What to work on | Please copy out all of the rows below, requests included, and rescale every coordinate in the answers by multiplying it by 2.55. Round each result to a whole number, with halves rounding up.

Data shown |

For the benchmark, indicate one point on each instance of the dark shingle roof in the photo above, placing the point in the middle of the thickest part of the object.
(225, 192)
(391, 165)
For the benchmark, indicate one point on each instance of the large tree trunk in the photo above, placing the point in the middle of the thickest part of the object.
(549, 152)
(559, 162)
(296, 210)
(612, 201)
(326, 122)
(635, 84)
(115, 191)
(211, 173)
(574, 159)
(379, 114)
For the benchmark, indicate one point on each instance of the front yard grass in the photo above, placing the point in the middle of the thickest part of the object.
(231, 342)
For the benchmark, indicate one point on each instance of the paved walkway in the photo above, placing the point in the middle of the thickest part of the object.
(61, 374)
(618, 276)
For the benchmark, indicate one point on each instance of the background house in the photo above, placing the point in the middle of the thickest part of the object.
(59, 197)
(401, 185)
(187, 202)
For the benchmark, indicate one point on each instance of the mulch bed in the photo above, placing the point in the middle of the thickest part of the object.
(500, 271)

Task answer |
For the benchmark, indicate one point on each instance of the dark shingle roof in the photo above, placing the point in the middle of the thickest part of the object.
(574, 490)
(997, 421)
For the benchmark, indicate one point on each instance of the large tree trunk in the photo above, placing the point in the middle of the thickest part of the object.
(1400, 388)
(1425, 413)
(755, 536)
(1561, 513)
(831, 311)
(1619, 214)
(293, 487)
(538, 441)
(1464, 405)
(966, 291)
For the benchmark, indicate one point on each instance of the front yard grass in the photo above, placing the point in the middle of the thickest part of the object.
(589, 872)
For the benchmark, indicate one point on each instance of the paved walkway in the photo above, placing the point in the middle of the thickest part of the object.
(156, 954)
(1576, 704)
For the benchmark, indicate one point on each instance of the background house in the photo above, placing the point in the middle of the thickest part of the object.
(150, 502)
(1023, 472)
(477, 515)
For the benchmark, indicate one point on each instance of the mulch bed in the photo above, placing the point in the middle of the thickest part of the object.
(1275, 691)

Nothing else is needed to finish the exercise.